-- Begin DATA ENTRIES --

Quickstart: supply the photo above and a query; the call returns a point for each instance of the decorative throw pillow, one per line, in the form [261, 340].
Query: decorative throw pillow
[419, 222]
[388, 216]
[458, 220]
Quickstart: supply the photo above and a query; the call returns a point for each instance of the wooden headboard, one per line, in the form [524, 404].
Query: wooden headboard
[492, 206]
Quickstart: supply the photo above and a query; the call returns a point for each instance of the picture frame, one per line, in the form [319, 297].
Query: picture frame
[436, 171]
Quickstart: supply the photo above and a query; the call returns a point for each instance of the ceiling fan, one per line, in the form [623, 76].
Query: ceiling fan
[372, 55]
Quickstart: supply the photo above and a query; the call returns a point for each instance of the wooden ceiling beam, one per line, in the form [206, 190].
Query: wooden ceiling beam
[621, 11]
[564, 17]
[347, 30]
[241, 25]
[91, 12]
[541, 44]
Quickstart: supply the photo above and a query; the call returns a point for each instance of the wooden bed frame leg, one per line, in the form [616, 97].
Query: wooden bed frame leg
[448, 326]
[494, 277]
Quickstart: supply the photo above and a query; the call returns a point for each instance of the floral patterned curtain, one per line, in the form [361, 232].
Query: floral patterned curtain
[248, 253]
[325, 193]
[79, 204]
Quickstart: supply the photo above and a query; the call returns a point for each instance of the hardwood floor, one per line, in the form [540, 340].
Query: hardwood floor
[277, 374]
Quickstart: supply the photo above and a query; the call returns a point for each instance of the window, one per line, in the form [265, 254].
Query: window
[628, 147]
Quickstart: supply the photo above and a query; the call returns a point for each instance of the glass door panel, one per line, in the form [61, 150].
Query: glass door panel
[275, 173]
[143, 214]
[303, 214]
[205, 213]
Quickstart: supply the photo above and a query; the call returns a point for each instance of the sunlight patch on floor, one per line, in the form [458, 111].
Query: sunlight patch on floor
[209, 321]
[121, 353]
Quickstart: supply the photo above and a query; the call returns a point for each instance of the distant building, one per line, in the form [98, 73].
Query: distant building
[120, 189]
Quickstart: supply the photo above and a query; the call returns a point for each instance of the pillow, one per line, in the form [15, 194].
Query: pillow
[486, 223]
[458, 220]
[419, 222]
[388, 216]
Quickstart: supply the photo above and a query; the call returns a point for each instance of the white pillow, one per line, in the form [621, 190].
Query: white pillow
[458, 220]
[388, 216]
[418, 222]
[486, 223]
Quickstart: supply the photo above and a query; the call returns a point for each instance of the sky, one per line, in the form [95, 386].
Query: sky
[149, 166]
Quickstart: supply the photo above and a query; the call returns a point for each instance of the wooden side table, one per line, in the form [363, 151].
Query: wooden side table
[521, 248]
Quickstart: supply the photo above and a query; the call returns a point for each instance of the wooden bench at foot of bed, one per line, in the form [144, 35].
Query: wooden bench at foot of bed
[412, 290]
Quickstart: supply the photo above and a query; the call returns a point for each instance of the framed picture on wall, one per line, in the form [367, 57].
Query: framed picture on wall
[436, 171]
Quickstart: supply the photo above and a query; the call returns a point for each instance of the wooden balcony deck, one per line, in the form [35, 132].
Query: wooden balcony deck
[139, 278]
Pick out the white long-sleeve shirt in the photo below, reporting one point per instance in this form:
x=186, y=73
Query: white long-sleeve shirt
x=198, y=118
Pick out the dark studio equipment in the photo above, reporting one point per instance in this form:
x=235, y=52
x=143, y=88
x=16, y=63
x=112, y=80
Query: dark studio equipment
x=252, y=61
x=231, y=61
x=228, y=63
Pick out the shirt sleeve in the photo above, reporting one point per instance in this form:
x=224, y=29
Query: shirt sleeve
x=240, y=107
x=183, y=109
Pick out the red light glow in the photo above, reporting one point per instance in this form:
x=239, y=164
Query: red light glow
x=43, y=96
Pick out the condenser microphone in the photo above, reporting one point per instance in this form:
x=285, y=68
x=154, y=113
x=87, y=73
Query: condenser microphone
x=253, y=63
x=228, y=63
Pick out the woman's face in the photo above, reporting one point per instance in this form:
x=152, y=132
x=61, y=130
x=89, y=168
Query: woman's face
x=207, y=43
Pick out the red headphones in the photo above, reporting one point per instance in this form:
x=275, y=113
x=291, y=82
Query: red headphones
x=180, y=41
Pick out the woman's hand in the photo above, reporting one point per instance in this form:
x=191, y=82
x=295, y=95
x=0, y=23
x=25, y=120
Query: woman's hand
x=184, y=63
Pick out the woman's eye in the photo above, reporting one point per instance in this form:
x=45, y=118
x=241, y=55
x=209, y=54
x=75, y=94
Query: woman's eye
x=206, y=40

-- End DATA ENTRIES --

**REQUIRED TASK:** Write out the whole listing again. Match it word for word.

**ANSWER TO THIS PROBLEM:**
Quickstart: supply the photo above and a query; the call returns a point for each instance of the decorative throw pillow, one per line, in the form [261, 340].
Query: decorative throw pillow
[419, 222]
[388, 216]
[458, 220]
Quickstart: supply the photo above and a query; the call returns a point for each instance of the wooden headboard, one per line, in the form [524, 404].
Query: wooden headboard
[492, 206]
Quickstart: supply the photo above and a query; the call returns a point for each instance of the picture frame, one per line, in the form [319, 297].
Query: picture frame
[436, 171]
Quickstart: supply the photo above and a query; the call returns a point for each instance of the ceiling fan, one per line, in the form [623, 76].
Query: ceiling fan
[372, 55]
Quickstart: supply the photo above and a query; the call returns a point for each instance of the wooden ceiling beam, one per line, in the form [206, 190].
Query: wooden ceiling beam
[621, 11]
[564, 17]
[347, 30]
[241, 25]
[91, 12]
[541, 44]
Quickstart: supply the photo above and a query; the call returns a point for each instance of the wooden bed frame leg, one per line, in the form [616, 97].
Query: wooden bed frame leg
[448, 326]
[494, 277]
Quickstart: supply the photo above and a query; the call returns a point for each instance of the floral patterned curtain, one per line, in the form [361, 232].
Query: floral patterned curtain
[248, 253]
[325, 193]
[79, 204]
Quickstart: supply the photo above and a query; the call returns a point for each instance of the hardwood floor, one per line, in the form [540, 340].
Query: hardwood floor
[277, 374]
Quickstart: supply the photo above and a query; the call returns a point for each instance of the window, one per line, in the form [265, 254].
Query: window
[628, 147]
Quickstart: supply the photo above and a query; the call returns a point for each instance of the glass door panel, one per line, in the form [61, 150].
Query: glass door panel
[275, 173]
[143, 214]
[303, 214]
[205, 213]
Quickstart: supply the photo above and a query; the call returns a point for each instance of the sunlight patch on floor, one per line, in the form [458, 111].
Query: sunlight patch on floor
[209, 321]
[121, 353]
Quickstart: supply the photo above and a query; the call returns a point for each instance of the distant building, one per line, in the form [98, 73].
Query: distant building
[120, 189]
Quickstart: supply the photo above and a query; the call returns a point for each instance of the pillow, one per line, in the form [15, 194].
Query: pillow
[486, 223]
[458, 220]
[419, 222]
[388, 216]
Quickstart: supply the photo above and a query; the call returns a point for each instance of the white pillow, one per line, in the form [621, 190].
Query: white pillow
[458, 220]
[388, 216]
[418, 222]
[486, 223]
Quickstart: supply the photo above and a query; the call returns a point for each instance of the sky, one per line, in the form [95, 386].
Query: sky
[149, 166]
Quickstart: supply the photo above and a query; the call returns a point for each instance of the wooden side table, one per line, in the form [363, 151].
Query: wooden side table
[521, 248]
Quickstart: supply the photo above and a query; the call returns a point for each instance of the wooden bench at foot of bed, one per line, in the form [144, 35].
Query: wooden bench at foot of bed
[412, 290]
Quickstart: supply the photo above and a query; the call returns a point for each instance of the framed picture on wall, one per line, in the form [367, 57].
Query: framed picture on wall
[436, 171]
Quickstart: supply the photo above and a query; the call returns a point for each instance of the wooden balcony deck, one per line, in the form [35, 132].
Query: wooden balcony deck
[139, 278]
Pick out the white long-sleeve shirt in the photo below, reporting one point per instance in this form:
x=186, y=73
Query: white long-sleeve shirt
x=198, y=118
Pick out the dark studio equipment in the photo above, reporting one point per instance in this form:
x=235, y=52
x=143, y=88
x=16, y=63
x=112, y=80
Query: dark studio equipment
x=252, y=61
x=231, y=61
x=228, y=63
Pick out the shirt sleeve in the photo above, reporting one point per instance in this form:
x=224, y=29
Query: shirt sleeve
x=240, y=107
x=183, y=109
Pick out the red light glow in the photo above, reporting one point per instance in this form:
x=239, y=164
Query: red light glow
x=43, y=96
Pick out the condenser microphone in the photo above, reporting one point per instance in this form:
x=285, y=68
x=154, y=113
x=87, y=73
Query: condenser microphone
x=253, y=63
x=228, y=63
Pick out the woman's face in the photo above, reporting one point per instance in this form:
x=152, y=132
x=61, y=130
x=89, y=168
Query: woman's face
x=207, y=43
Pick out the red headphones in the photo above, reporting one point per instance in this form:
x=275, y=113
x=291, y=82
Query: red headphones
x=180, y=41
Pick out the woman's hand in the photo above, reporting one point per instance in this form:
x=191, y=82
x=295, y=95
x=0, y=23
x=25, y=120
Query: woman's hand
x=184, y=63
Pick out the woman's eye in the photo above, reporting one point per instance in this form:
x=45, y=118
x=241, y=55
x=209, y=54
x=75, y=94
Query: woman's eye
x=206, y=40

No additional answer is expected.